■ **TEXTO PARA LEITURA**:
- - - -

Alex Garland é um homem de estrela. Responsável pelo roteiro de bons filmes, a exemplo de “Extermínio”, “Não Me Abandone Jamais” e “Dredd”, Garland principiou sua carreira como diretor no final de 2014, com o excelente “Ex-Machina: Instinto Artificial”, sobre a relação entre os progressos tecnológicos e se a humanidade estaria apta a acompanhá-los. Em “Aniquilação”, ele se vale da ficção científica para discorrer acerca dos maiores mistérios da vida na Terra: a criação, o processo evolutivo, a ciência e a religião, muitas vezes como numa feira, disputando a preferência do público. Abusando das tomadas abertas e coalhado de efeitos especiais, o longa deveria ser apreciado primeiro no cinema, mas o resultado pífio de “A Vigilante do Amanhã: Ghost in the Shell” (2017), dirigido por Rupert Sanders, melou as expectativas, dele e do espectador. Em “Aniquilação”, Natalie Portman é Lena, uma bióloga de renome que já fora militar. Com o marido desaparecido, ela aceita integrar a missão que vai explorar a Área X, onde se dá um fenômeno que toma todo o litoral americano para o qual a ciência não tem explicação. Contando com uma equipe de outros cinco especialistas, Lena começa uma pesquisa, a fim de tentar entender se os eventos têm alguma relação com a possível interferência de organismos extraterrestres ou se se trata de uma espécie de manifestação antropológica, como um culto religioso. O filme é para gente de cuca fresca, que não se incomoda com enredos cujas indagações permanecem em aberto e, pior (ou melhor), deixa ainda outras tantas perguntas, o que fomenta uma salubre reflexão a respeito do gênero humano e seu lugar no mundo.

“Cities of Last Things” tem início com o suicídio de um personagem sobre o qual não se sabe nada; a partir de então, a história segue em ordem contracronológica, se debruçando sobre três eventos de destaque para Zhang Dong Ling, o personagem cuja morte, agora se pode ter certeza, se constituíra no ponto de partida do filme. Os três momentos da narrativa têm o seu gênero próprio: o primeiro, uma ficção científica, é ambientado em 2049, quando nada mais pode dar certo e reina a distopia; o segundo é um filme noir que esmiúça o desempenho de Zhang quando ele era policial; e o terceiro, um enredo melodramático que se concentra num inusitado encontro do menino Zhang com um mafioso.

- - - -

■ **CONJUNTO DE DADOS**:
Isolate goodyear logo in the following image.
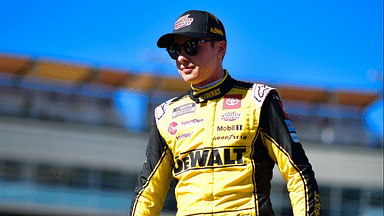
[217,125,243,131]
[174,146,246,175]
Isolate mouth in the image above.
[180,65,195,74]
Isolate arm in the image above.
[129,120,174,216]
[260,91,320,215]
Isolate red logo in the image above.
[223,95,242,109]
[168,122,178,136]
[173,14,194,30]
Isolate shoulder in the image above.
[155,94,187,124]
[226,76,279,108]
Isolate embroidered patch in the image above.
[168,122,179,136]
[289,133,300,143]
[220,111,241,121]
[284,120,296,132]
[223,94,242,110]
[180,118,204,127]
[173,14,194,30]
[172,103,196,118]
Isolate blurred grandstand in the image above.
[0,54,383,215]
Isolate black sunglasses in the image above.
[167,39,217,60]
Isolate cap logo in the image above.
[211,28,224,36]
[173,14,194,30]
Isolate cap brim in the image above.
[157,32,208,48]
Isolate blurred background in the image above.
[0,0,383,216]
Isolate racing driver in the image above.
[129,10,320,216]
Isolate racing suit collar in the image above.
[188,70,233,103]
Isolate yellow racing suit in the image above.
[130,71,320,216]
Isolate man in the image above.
[130,10,320,216]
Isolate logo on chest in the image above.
[223,94,242,110]
[172,103,196,118]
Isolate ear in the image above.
[217,41,227,58]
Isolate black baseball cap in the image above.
[157,10,227,48]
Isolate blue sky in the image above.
[0,0,383,91]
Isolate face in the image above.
[175,36,226,87]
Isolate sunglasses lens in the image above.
[183,41,199,56]
[167,41,204,60]
[167,46,180,60]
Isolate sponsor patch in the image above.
[199,88,221,102]
[174,146,247,175]
[180,119,204,127]
[253,84,272,102]
[172,103,196,118]
[289,133,300,143]
[173,14,194,30]
[220,111,241,121]
[217,125,243,131]
[168,122,179,136]
[213,134,247,140]
[279,100,289,119]
[176,132,193,141]
[284,120,296,132]
[223,94,242,110]
[211,28,224,36]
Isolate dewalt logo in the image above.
[217,125,243,131]
[174,146,246,175]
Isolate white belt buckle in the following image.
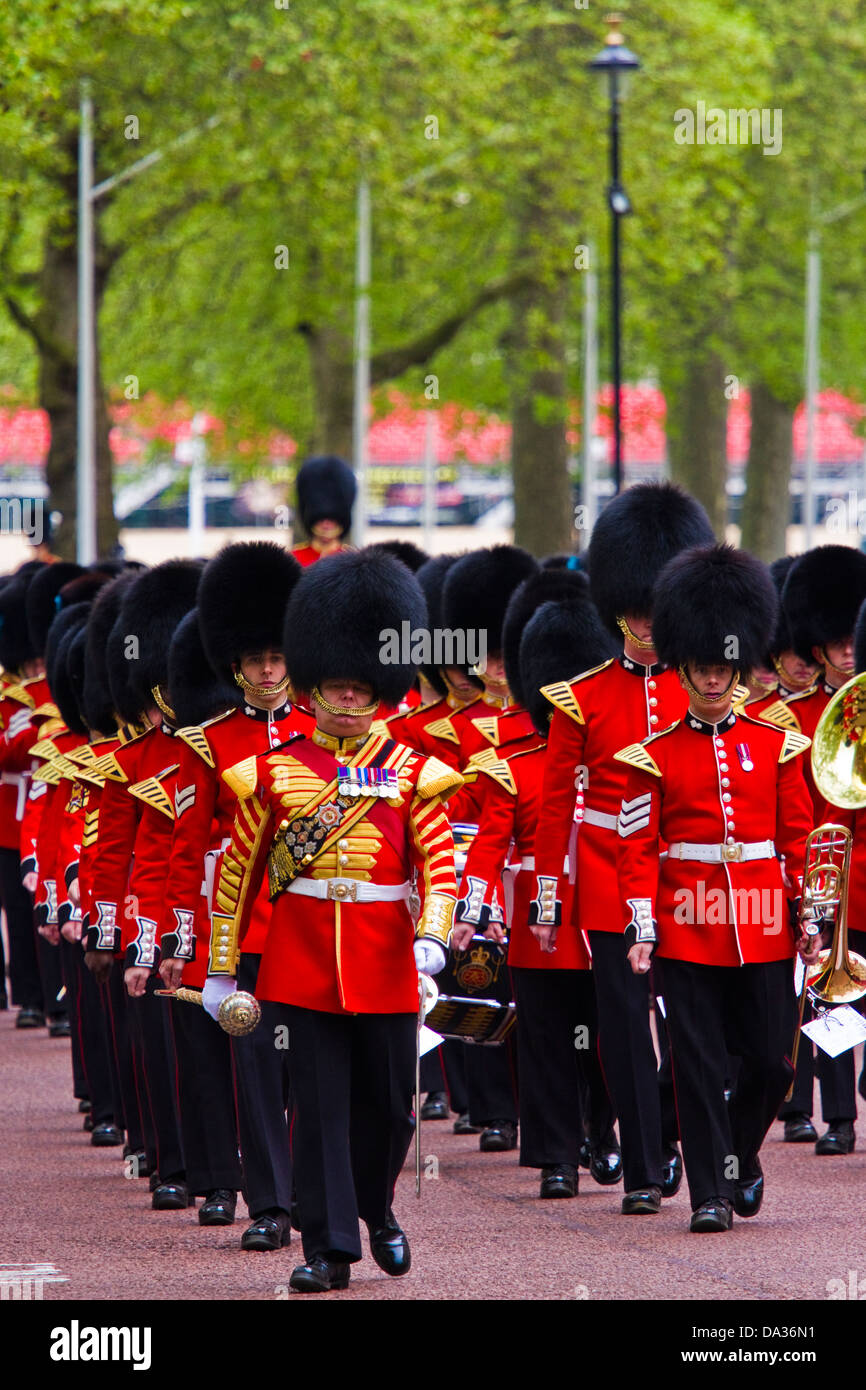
[328,878,357,902]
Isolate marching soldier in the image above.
[206,552,460,1293]
[292,455,357,569]
[453,586,621,1198]
[531,484,713,1215]
[616,545,819,1232]
[780,545,866,1156]
[160,541,314,1251]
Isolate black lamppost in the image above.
[589,14,641,492]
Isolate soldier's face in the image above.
[685,662,734,701]
[316,677,375,738]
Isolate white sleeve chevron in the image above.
[619,791,652,840]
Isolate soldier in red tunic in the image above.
[531,484,713,1215]
[292,455,357,569]
[206,552,460,1293]
[780,545,866,1158]
[616,545,819,1232]
[160,541,314,1251]
[453,581,621,1198]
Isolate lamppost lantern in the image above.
[588,14,641,492]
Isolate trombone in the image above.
[785,674,866,1099]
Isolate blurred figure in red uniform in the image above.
[617,545,819,1232]
[292,455,357,569]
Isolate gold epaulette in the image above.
[737,699,799,734]
[128,763,181,820]
[3,682,36,709]
[28,738,60,759]
[613,735,662,777]
[177,724,215,767]
[778,728,812,763]
[81,806,99,849]
[473,714,499,748]
[541,656,616,724]
[424,714,460,744]
[89,753,129,783]
[416,749,464,801]
[468,748,517,796]
[67,744,99,767]
[222,753,259,801]
[33,699,60,719]
[31,762,61,787]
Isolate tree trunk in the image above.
[31,204,118,559]
[300,324,354,460]
[741,381,794,564]
[663,348,727,539]
[507,278,574,556]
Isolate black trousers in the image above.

- - - -

■ **TAREFAS OBRIGATÓRIAS**:
1: No texto sobre os filmes, qual é a profissão de Lena, personagem de Natalie Portman em "Aniquilação"?
2: Escreva a continuação do texto sobre os filmes a partir da última frase.
Os dados foram tirados de outra fonte.

■ **RESPOSTAS DO EXERCÍCIO**:
1: Lena é uma bióloga de renome que já fora militar.

2:
O suspense do diretor Jang Hang-jun vem confirmar a trajetória ascendente do cinema sul-coreano. A narrativa do ótimo “Rastros de um Sequestro” gira em torno de Jin-Seok, que acaba de se mudar com a família para uma casa nova. Certa noite, o rapaz presencia o sequestro do irmão mais velho, Yoo-seok, que volta 19 dias depois, sem se lembrar de nada. A reação de Yoo-seok poderia ser entendida como natural frente a tamanho choque, mas Jin-Seok começa a estranhar o comportamento dele e o fato de o irmão sempre sair a altas horas. Convencido de que a pessoa que passou a conviver com a família não é Yoo-seok, o protagonista decide investigar o caso por conta própria.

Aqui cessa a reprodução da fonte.